▶ [Your objective]:
Rewrite the lines of the records as a numbered list, omitting any blank lines.

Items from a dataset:

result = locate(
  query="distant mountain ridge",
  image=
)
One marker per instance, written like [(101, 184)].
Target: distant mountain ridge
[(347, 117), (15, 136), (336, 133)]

▶ [Solution]:
1. result = locate(
2.   query="distant mountain ridge",
3.   image=
4. )
5. One marker per instance, written like [(101, 184)].
6. Target: distant mountain ridge
7. [(347, 117), (15, 136), (336, 133)]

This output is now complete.